> INSTRUCTIONS FOR THE TASK
Locate every line below that contains the word "eyebrow" and copy it.

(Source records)
++++

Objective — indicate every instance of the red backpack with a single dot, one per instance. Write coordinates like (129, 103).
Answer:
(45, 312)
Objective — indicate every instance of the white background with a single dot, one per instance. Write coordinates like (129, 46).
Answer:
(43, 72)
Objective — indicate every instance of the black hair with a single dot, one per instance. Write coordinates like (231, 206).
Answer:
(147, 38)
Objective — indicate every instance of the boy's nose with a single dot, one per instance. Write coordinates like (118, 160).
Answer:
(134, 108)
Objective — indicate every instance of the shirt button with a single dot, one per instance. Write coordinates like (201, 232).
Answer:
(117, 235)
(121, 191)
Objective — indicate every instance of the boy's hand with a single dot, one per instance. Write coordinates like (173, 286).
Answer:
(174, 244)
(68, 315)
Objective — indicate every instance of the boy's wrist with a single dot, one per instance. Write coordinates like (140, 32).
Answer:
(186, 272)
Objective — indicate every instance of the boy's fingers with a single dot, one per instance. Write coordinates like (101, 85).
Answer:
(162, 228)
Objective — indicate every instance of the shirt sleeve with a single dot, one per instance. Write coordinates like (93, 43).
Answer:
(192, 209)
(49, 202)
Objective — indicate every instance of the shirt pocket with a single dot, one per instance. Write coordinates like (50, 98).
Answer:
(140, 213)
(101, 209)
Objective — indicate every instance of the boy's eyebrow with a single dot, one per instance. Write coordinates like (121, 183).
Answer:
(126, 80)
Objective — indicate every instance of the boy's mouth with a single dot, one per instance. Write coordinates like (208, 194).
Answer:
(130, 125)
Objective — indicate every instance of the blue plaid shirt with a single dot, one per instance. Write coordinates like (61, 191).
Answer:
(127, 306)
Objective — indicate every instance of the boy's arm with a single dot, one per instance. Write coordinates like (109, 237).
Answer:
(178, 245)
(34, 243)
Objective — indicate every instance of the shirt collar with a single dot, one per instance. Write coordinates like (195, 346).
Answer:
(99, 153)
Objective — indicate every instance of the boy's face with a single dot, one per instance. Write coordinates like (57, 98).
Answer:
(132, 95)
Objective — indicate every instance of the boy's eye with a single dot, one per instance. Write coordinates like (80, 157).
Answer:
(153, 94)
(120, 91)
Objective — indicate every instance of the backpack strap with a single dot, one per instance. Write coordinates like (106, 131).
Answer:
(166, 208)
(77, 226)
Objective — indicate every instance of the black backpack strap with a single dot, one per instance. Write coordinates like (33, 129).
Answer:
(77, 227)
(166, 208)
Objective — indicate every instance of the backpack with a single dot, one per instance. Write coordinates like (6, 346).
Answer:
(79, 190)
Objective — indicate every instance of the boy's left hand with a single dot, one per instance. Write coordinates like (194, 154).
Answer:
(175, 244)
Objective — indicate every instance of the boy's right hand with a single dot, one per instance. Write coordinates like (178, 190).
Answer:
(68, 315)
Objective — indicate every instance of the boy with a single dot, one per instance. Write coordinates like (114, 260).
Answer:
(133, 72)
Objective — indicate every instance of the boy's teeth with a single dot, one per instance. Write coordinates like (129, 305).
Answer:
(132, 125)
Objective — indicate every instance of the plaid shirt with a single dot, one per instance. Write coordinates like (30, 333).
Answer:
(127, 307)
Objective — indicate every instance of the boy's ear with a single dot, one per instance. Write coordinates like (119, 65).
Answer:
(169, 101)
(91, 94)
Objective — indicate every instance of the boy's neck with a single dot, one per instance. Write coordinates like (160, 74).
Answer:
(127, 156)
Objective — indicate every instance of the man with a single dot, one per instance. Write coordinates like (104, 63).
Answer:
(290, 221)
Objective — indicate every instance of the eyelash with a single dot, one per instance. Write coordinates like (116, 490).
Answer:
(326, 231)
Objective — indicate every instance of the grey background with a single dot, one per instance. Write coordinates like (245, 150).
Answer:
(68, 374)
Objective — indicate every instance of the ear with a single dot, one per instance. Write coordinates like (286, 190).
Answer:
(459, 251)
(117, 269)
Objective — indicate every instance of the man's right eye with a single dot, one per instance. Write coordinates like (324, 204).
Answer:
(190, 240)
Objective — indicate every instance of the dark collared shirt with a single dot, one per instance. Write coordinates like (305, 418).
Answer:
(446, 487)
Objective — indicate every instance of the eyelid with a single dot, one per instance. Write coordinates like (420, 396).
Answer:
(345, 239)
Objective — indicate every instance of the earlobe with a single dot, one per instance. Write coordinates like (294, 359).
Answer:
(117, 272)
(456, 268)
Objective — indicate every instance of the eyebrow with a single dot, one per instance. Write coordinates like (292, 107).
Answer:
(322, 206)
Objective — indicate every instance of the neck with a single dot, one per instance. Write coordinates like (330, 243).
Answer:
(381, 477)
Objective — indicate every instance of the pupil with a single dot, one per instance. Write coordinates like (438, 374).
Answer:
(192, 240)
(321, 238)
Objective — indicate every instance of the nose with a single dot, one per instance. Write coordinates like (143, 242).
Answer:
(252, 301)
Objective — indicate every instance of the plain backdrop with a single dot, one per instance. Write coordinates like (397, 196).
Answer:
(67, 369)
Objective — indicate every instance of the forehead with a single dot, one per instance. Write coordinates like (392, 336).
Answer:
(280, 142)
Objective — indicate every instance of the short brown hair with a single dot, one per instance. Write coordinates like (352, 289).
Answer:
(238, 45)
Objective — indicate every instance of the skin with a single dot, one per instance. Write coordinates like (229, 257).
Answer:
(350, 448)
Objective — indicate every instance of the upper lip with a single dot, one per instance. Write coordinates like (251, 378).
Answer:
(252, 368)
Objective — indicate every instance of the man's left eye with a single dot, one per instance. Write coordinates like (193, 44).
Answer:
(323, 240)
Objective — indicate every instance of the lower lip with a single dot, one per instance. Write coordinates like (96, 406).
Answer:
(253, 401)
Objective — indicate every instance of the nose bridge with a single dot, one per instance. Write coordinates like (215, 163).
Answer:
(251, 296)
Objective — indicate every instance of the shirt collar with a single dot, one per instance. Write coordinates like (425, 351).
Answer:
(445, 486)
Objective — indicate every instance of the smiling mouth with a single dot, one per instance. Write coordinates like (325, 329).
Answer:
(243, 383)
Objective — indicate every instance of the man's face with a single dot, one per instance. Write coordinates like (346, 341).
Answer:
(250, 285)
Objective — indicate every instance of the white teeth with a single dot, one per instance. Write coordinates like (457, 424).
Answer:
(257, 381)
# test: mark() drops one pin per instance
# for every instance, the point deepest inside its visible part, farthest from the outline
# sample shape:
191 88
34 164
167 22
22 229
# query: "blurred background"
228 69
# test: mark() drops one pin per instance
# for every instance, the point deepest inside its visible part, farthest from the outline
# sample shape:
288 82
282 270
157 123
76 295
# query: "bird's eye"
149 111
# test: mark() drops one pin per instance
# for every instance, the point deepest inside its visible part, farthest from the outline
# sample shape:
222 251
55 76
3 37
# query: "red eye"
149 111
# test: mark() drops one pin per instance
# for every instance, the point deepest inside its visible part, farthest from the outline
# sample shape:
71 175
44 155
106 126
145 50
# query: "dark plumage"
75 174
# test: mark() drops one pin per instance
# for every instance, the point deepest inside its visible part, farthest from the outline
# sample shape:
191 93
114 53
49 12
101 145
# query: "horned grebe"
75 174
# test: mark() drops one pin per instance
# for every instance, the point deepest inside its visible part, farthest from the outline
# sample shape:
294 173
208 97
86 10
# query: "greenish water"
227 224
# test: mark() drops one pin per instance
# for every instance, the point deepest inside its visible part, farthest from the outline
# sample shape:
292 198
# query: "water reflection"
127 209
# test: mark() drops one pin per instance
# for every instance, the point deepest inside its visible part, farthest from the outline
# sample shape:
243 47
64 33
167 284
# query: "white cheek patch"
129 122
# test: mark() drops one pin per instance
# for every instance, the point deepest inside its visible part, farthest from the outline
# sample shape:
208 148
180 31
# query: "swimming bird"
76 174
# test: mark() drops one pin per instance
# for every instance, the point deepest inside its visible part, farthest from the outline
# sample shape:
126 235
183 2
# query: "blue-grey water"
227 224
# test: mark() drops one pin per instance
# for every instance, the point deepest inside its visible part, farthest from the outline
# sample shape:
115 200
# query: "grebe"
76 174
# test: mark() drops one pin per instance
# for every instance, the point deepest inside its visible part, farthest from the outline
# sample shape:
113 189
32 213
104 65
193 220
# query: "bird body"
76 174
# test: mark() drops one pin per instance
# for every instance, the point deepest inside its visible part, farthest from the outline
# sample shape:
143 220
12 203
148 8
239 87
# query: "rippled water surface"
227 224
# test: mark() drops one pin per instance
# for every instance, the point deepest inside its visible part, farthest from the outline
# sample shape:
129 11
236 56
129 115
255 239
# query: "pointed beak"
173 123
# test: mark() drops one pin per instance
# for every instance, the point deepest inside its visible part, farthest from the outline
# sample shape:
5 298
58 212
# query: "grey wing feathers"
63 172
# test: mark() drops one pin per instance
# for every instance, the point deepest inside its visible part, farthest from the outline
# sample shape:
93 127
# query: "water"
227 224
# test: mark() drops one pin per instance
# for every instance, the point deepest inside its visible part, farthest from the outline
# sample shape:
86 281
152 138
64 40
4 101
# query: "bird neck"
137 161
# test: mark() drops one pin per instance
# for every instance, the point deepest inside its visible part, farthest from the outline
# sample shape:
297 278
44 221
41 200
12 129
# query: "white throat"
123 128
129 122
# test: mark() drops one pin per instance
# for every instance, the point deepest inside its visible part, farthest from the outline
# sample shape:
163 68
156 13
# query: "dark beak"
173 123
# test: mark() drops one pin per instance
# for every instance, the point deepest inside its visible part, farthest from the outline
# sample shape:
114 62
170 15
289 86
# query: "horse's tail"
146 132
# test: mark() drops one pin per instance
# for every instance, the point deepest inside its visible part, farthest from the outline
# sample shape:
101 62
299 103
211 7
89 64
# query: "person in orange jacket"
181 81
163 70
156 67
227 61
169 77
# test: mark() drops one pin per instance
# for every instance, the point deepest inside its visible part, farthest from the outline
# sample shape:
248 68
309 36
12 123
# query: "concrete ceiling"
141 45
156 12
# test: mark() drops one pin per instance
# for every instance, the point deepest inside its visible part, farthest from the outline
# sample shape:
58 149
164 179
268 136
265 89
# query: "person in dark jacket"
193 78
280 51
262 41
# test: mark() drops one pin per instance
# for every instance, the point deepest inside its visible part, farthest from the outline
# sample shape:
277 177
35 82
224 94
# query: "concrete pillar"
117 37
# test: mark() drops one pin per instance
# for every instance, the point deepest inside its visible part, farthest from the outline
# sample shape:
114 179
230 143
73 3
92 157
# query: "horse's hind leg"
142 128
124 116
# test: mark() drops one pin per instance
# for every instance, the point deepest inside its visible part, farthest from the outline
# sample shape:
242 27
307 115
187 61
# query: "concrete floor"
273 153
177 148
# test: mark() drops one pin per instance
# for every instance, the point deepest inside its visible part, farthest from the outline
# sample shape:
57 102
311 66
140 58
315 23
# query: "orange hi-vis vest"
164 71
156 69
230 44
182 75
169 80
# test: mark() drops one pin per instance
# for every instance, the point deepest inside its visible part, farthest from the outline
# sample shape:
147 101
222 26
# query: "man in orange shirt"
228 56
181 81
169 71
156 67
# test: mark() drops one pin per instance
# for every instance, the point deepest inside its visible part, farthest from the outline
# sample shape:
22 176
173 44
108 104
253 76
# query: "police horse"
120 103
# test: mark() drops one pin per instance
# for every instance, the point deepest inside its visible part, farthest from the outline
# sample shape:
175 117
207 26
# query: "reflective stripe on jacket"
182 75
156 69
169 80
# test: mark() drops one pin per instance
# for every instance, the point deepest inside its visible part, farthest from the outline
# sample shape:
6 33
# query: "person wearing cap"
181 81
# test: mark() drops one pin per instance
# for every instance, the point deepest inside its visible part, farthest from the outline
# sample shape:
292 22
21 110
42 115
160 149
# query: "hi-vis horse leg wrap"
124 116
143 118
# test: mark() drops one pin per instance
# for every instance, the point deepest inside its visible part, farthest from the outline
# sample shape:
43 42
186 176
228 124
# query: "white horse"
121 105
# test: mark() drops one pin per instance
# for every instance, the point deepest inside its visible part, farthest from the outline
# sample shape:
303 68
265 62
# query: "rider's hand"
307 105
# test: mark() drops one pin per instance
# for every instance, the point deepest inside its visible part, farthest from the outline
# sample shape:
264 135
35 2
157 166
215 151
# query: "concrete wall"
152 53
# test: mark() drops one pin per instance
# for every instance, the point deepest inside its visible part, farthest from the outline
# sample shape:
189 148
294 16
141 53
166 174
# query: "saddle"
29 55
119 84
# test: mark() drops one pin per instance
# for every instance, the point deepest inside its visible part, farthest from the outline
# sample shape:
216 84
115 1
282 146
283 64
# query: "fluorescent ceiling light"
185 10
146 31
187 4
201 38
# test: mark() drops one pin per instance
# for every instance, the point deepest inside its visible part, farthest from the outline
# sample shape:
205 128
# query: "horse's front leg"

++++

> EXERCISE SOLUTION
Objective — indicate every instance of the boy's eyebrow with a single dot, one per instance. Write coordinates like (121, 183).
Objective — indicate every instance of the eyebrow with a single dot, one per instance. Write coordinates like (292, 107).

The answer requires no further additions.